» **To-do item A**: Which people or characters does the Chomsky interview excerpt name? List every one.
» **To-do item B**: Continue the Chomsky interview excerpt on the Singapore summit from the point where it stops.

Friday, June 22, 2018

Noam Chomsky on Democrats’ Hypocrisy in the Trump Era and Trump's “We are America, bitch” Foreign Policy



Noam Chomsky is as dumb as your average Trump supporter when it comes to economics but he is very good on the overall political scene. Below a snippet from his interview with Truth Out:


Truth Out: Noam, I want to start by asking for your reading of what took place at the Singapore summit, and the way this event was covered in the US media.
Noam Chomsky: It’s reminiscent of Sherlock Holmes and the dog that didn’t bark. What was important was what didn’t happen. Unlike his predecessors, Trump did not undermine the prospects for moving forward. Specifically, he did not disrupt the process initiated by the two Koreas in their historic April 27 [Panmunjom] Declaration, in which they “affirmed the principle of determining the destiny of the Korean nation on their own accord” (repeat: on their own accord), and for the first time presented a detailed program as to how to proceed. It is to Trump’s credit that he did not undermine these efforts, and in fact made a move toward facilitating them by cancelling the US-South Korean war games, which, as he correctly said, are “very provocative.” We would certainly not tolerate anything of the sort on our borders – or anywhere on the planet – even if they were not run by a superpower which not long before had utterly devastated our country with the flimsiest of pretexts after the war was effectively over, glorying in the major war crimes it had committed, like bombing major dams, after there was nothing else to bomb.

» **Excerpted data**:
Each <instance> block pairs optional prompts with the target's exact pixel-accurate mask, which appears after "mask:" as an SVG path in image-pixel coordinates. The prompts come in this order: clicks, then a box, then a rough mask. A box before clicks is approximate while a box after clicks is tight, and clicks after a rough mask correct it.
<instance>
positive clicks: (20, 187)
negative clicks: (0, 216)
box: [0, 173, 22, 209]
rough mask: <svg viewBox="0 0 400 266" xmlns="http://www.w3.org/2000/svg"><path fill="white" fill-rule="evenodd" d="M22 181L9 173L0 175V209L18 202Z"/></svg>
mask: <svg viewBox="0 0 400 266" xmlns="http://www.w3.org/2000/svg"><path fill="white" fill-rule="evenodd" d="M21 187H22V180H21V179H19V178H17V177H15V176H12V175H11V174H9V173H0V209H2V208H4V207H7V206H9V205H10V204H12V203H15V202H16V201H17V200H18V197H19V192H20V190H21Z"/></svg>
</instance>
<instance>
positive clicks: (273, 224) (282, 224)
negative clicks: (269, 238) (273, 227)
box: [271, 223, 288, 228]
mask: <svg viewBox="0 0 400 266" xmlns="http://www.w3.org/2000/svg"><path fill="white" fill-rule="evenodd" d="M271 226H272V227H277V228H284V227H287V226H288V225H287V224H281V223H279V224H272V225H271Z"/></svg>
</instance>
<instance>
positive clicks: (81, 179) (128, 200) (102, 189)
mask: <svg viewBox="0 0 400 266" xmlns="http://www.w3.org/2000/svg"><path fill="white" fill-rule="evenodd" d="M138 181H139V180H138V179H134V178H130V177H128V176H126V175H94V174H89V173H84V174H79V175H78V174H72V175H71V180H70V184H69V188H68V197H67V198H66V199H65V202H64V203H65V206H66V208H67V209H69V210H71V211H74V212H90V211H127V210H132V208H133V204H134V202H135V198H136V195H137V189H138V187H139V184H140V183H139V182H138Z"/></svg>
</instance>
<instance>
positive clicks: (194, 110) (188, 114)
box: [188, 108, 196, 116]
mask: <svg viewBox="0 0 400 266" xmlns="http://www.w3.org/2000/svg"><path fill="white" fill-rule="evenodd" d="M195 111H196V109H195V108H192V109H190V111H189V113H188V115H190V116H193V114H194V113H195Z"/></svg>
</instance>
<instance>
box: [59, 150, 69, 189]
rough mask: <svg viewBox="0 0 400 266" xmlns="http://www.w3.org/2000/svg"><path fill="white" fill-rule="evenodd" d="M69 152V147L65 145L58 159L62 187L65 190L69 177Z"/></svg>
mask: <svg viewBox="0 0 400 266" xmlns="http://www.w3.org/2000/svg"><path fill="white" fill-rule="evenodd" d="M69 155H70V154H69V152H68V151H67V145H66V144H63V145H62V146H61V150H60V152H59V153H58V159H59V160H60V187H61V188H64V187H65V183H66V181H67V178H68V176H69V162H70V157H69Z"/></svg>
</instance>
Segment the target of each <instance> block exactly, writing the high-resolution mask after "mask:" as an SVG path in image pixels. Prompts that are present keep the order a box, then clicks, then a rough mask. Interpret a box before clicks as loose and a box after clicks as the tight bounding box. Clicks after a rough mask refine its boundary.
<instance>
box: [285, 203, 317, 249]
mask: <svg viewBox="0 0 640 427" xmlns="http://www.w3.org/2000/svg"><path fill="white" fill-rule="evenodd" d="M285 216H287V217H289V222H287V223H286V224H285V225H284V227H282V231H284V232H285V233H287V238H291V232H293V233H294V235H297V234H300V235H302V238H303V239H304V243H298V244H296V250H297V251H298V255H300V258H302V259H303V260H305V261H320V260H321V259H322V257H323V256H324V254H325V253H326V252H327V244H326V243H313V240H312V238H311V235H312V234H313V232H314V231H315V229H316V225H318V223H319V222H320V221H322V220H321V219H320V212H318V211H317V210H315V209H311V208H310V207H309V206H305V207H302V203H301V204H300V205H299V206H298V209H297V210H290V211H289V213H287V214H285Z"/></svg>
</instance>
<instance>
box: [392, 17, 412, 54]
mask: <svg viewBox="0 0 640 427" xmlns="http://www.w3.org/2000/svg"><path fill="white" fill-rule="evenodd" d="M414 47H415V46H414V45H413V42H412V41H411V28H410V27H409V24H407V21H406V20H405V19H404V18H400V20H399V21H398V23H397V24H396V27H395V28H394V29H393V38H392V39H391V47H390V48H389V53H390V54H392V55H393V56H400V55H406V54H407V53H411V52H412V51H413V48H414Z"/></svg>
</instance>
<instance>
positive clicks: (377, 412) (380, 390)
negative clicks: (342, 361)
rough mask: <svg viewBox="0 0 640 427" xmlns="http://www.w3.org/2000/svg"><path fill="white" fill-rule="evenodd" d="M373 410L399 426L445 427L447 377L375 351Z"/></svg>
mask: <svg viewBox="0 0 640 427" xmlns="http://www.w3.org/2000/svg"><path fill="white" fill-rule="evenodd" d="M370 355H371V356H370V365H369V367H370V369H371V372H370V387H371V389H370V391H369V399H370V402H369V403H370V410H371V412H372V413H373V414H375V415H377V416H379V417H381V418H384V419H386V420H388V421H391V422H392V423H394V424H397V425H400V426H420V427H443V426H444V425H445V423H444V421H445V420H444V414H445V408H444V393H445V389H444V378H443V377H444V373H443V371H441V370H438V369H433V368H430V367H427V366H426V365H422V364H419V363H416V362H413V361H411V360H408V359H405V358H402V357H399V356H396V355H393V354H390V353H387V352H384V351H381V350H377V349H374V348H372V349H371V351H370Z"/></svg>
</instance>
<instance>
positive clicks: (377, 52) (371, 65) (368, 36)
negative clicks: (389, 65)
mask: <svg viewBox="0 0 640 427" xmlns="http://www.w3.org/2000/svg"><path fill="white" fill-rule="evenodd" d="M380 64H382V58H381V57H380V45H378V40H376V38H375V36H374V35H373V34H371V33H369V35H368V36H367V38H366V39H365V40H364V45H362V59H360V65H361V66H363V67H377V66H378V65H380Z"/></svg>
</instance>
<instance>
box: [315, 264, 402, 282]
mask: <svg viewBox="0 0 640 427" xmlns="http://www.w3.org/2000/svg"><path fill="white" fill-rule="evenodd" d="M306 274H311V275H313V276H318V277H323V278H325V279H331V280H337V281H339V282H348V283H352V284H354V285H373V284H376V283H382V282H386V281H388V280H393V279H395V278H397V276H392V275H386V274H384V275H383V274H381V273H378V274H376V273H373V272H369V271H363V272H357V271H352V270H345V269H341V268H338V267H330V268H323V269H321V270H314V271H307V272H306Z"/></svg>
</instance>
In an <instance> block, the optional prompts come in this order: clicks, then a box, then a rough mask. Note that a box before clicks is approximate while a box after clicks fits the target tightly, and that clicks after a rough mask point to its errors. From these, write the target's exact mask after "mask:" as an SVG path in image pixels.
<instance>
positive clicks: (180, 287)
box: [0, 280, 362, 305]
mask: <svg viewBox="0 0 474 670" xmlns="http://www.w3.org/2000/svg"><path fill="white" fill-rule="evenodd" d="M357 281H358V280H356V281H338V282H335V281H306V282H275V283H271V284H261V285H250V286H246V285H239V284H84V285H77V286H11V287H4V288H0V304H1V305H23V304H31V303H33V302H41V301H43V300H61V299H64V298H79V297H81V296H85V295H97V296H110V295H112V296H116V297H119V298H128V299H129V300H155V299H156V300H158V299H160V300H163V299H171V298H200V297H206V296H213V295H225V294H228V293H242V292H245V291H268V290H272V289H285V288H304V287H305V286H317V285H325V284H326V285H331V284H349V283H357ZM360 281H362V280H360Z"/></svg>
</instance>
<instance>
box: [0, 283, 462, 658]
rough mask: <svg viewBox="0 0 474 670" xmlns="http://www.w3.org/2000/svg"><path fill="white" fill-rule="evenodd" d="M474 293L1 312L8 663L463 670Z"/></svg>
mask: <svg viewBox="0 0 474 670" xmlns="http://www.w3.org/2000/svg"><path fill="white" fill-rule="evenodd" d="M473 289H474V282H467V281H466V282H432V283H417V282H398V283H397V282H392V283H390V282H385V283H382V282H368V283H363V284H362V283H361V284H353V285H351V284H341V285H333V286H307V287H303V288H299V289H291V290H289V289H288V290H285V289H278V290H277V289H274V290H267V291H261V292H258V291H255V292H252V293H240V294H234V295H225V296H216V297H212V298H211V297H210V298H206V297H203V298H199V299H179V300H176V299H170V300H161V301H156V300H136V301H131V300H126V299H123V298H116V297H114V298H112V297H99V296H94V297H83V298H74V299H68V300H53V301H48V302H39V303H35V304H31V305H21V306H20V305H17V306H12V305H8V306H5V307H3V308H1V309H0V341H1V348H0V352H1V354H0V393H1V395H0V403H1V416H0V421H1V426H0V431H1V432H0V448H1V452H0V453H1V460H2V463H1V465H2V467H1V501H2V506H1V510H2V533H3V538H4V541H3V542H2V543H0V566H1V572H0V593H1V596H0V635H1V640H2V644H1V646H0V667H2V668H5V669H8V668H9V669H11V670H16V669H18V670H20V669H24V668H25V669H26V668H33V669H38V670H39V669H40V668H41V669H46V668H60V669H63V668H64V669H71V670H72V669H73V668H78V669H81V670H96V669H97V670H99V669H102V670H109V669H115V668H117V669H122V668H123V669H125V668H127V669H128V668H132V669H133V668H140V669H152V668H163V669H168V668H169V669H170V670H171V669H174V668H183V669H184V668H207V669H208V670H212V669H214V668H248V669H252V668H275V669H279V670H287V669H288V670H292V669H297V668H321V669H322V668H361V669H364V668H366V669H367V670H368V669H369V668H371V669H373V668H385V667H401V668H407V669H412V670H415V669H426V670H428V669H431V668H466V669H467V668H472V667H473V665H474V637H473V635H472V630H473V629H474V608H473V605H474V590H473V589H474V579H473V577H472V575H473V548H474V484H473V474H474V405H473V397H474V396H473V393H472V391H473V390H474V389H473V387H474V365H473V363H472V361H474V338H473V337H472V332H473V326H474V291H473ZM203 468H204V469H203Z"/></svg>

» **Exercise result A**: Noam Chomsky, Trump, Sherlock Holmes

» **Exercise result B**:
Beyond the achievement of letting matters proceed, which was not slight, no “diplomatic skills” were involved in Trump’s triumph.
The coverage has been quite instructive, in part because of the efforts of the Democrats to
outflank Trump from the right. Beyond that, the coverage across the spectrum illustrates quite well two distinct kinds of deceit: lying and not telling relevant truths. Each merits comment.
Trump is famous for the former, and his echo chamber is as well. Liberal commentators exult in totting up and refuting Trump’s innumerable lies and distortions, much to his satisfaction since it provides the opportunity for him to fire up his loyal — by now almost worshipful — base with more evidence of how the hated “Establishment” is using every possible underhanded means to prevent their heroic leader from working tirelessly to defend them from a host of enemies.
A canny politician, Trump surely understands well that the base on which he relies, by now almost the entire Republican Party, has drifted to a surreal world, in part under his influence...
one technique is simply lying, honed to a high art by the Maestro. Another technique is not telling parts of the “whole story” that matter.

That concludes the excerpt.